### Source
[Start]

I tend to stay away from the books that get a lot of attention. I’m curious, but I wait until the buzz dies down before giving them a try. I watch.  What I saw when I kept my eyse on this one, however, was the author and his music.  He was always popping up in my neck of the woods with these interesting events, usually involving his band. Because of that, his book has been hovering at the edges of my book-buying mind for a while now. When I started hearing good things about the audio and the fantastic job that Michael Boatman does with the narration, I decided that I had waited long enough. The book carried me along on a 14.5 hour roadtrip, and it was arguably the best road-trip listen that I’ve had – and I do a lot of driving. The book has lived up to the hype, and I’m going to make it a point to introduce myself to James McBride the next time our path’s cross. He’s too good not to.  - Cassandra Neace

 

Hollow City by Ransom Riggs

I bought Miss Peregrine’s Home For Peculiar Children when it first came out because it had pictures in it, and I liked them. I’m pretty deep. I began reading it because I was intrigued by the gimmick of the pictures having been woven into the narrative itself, and also the story wasn’t too bad either. By the end, I was enraptured with the story, and both the pictures and the gorgeous book design had fallen by the periphery for me.

[End]

[Records from a data collection]
[Start]

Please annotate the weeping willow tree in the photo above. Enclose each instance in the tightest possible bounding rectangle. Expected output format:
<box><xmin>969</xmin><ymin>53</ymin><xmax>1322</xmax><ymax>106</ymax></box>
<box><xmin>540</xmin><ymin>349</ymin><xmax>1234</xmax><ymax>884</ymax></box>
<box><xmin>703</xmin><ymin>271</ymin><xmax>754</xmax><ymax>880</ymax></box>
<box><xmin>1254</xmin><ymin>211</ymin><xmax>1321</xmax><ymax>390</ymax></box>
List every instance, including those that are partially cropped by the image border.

[End]
[Start]

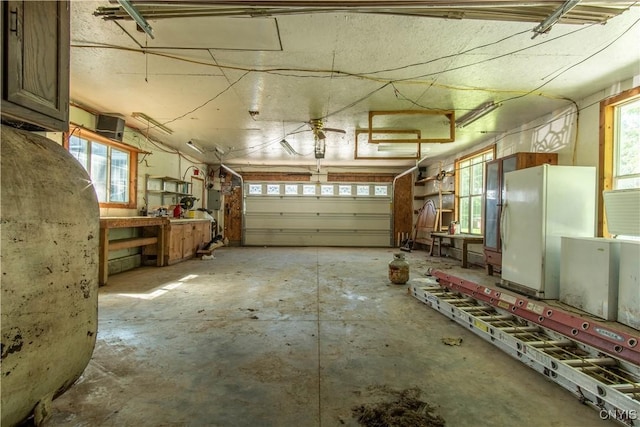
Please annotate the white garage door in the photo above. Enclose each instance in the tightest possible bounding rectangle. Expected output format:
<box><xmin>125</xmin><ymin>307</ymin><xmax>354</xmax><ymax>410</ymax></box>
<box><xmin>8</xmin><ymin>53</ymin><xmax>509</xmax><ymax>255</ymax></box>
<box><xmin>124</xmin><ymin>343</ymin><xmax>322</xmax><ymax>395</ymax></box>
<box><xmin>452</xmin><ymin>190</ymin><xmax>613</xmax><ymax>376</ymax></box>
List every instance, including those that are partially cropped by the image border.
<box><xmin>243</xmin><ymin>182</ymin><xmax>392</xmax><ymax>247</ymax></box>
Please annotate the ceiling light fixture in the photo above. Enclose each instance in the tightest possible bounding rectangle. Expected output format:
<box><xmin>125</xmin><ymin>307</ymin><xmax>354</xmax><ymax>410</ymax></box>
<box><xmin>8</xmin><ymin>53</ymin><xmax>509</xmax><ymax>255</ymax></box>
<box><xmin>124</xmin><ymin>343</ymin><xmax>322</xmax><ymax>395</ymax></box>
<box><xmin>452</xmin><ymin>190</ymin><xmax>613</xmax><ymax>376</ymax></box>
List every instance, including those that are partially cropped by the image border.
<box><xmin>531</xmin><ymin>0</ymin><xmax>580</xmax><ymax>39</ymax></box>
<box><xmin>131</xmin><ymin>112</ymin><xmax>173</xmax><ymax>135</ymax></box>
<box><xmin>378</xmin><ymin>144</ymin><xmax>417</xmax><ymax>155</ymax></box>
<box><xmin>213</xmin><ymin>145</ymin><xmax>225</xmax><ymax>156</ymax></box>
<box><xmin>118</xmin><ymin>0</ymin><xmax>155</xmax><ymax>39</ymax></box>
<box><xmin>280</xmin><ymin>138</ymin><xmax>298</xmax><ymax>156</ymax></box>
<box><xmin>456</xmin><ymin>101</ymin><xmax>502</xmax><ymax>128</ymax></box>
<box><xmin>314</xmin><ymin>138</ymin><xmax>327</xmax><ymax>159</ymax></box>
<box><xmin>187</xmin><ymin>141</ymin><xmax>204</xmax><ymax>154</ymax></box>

[End]

### Written tasks
a. In the reviews, how long was the road trip on which the audiobook was heard?
b. Name every person mentioned by name in the reviews.
c. Reproduce the reviews from "Hollow City by" up to and including "periphery for me.".
These entries were drawn from a separate source and have no connection to the reviews.

### Solutions
a. 14.5 hours

b. Michael Boatman, James McBride, Cassandra Neace, Ransom Riggs

c.
Hollow City by Ransom Riggs

I bought Miss Peregrine’s Home For Peculiar Children when it first came out because it had pictures in it, and I liked them. I’m pretty deep. I began reading it because I was intrigued by the gimmick of the pictures having been woven into the narrative itself, and also the story wasn’t too bad either. By the end, I was enraptured with the story, and both the pictures and the gorgeous book design had fallen by the periphery for me.